» **WORK REQUEST**
The response must match the data below exactly, line for line.

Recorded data
##############################

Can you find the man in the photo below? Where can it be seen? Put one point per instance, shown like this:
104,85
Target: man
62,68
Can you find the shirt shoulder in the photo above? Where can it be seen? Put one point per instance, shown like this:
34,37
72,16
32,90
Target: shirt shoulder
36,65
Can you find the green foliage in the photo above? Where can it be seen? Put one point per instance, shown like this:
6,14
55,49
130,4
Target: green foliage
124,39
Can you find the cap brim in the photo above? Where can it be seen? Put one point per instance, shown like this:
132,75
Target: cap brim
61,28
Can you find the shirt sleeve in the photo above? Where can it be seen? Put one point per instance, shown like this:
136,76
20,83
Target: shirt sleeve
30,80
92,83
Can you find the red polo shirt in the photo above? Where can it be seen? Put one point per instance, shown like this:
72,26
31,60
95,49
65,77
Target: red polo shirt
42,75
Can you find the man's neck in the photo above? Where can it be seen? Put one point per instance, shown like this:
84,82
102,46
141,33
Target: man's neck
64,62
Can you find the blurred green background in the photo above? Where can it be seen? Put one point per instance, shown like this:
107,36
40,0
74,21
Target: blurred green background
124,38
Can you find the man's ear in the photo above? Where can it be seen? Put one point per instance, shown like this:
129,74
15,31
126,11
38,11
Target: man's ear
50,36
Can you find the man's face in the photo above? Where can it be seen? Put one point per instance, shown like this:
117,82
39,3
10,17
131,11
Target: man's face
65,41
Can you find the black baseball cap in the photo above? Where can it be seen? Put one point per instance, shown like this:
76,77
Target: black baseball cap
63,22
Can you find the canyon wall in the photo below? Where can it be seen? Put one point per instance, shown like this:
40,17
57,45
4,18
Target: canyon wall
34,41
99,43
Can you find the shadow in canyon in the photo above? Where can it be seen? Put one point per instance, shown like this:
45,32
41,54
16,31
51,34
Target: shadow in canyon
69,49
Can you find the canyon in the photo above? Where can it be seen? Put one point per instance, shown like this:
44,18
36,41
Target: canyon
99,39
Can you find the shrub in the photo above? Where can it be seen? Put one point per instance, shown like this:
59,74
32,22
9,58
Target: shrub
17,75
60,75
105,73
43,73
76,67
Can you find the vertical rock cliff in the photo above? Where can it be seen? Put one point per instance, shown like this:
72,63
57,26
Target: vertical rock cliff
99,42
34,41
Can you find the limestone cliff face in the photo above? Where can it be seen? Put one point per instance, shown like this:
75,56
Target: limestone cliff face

##############################

» **OUTPUT OF THE EXERCISE**
Can you find the man in the photo below? Where can it be seen? Put one point per instance, shown like this:
104,85
Target: man
62,68
Can you find the shirt shoulder in the photo above? Where can it be seen? Put one point per instance, shown like this:
34,37
72,16
32,90
Target: shirt shoulder
36,65
Can you find the green foliage in the photo above? Where can it be seen? Put one point per instance, shown like this:
6,14
55,49
130,4
Target: green foliage
124,39
Can you find the cap brim in the photo above? Where can it be seen? Put one point per instance, shown like this:
132,75
Target: cap brim
61,28
Can you find the shirt sleeve in the photo above? Where can it be seen? Put one point per instance, shown like this:
136,76
20,83
Target: shirt sleeve
30,80
92,83
Can you find the red polo shirt in the photo above? Where can it be seen? Put one point per instance, shown like this:
72,26
31,60
95,49
65,77
Target: red polo shirt
42,75
Can you find the man's neck in the photo above? Where can it be seen? Put one point per instance, shown like this:
84,82
102,46
141,33
Target: man's neck
64,62
Can you find the blurred green background in the photo above? Where can it be seen? Put one point per instance, shown like this:
107,36
40,0
74,21
Target: blurred green background
124,38
Can you find the man's ear in the photo above? Where can it be seen? Put one point per instance, shown like this:
129,74
15,31
126,11
38,11
Target: man's ear
50,36
Can you find the man's face in the photo above? Where can it be seen? Put one point per instance, shown like this:
117,82
39,3
10,17
131,11
Target: man's face
65,41
Can you find the black baseball cap in the photo above? Where can it be seen? Put one point per instance, shown like this:
76,77
Target: black baseball cap
63,22
Can you find the canyon wall in the photo below? Where can it be seen? Put one point per instance, shown like this:
40,17
57,45
4,18
Target: canyon wall
34,41
99,43
Can you find the shadow in canyon in the photo above? Where can it be seen? Put one point per instance, shown like this:
45,32
41,54
16,31
51,34
Target: shadow in canyon
69,49
Can you find the canyon in the photo above? Where can it be seen? Put one point per instance, shown like this:
44,18
36,41
Target: canyon
99,39
Can you find the shrub in the photo above? Where can it be seen? Put one point per instance, shown like this:
59,74
32,22
9,58
Target: shrub
17,75
60,75
105,73
43,73
76,67
Can you find the vertical rock cliff in the photo above? Where can it be seen? Put one point per instance, shown like this:
72,63
57,26
Target: vertical rock cliff
99,42
34,41
Can you find the limestone cliff face in the photo above? Where can it be seen? Put one point per instance, shown like this:
75,56
Target: limestone cliff face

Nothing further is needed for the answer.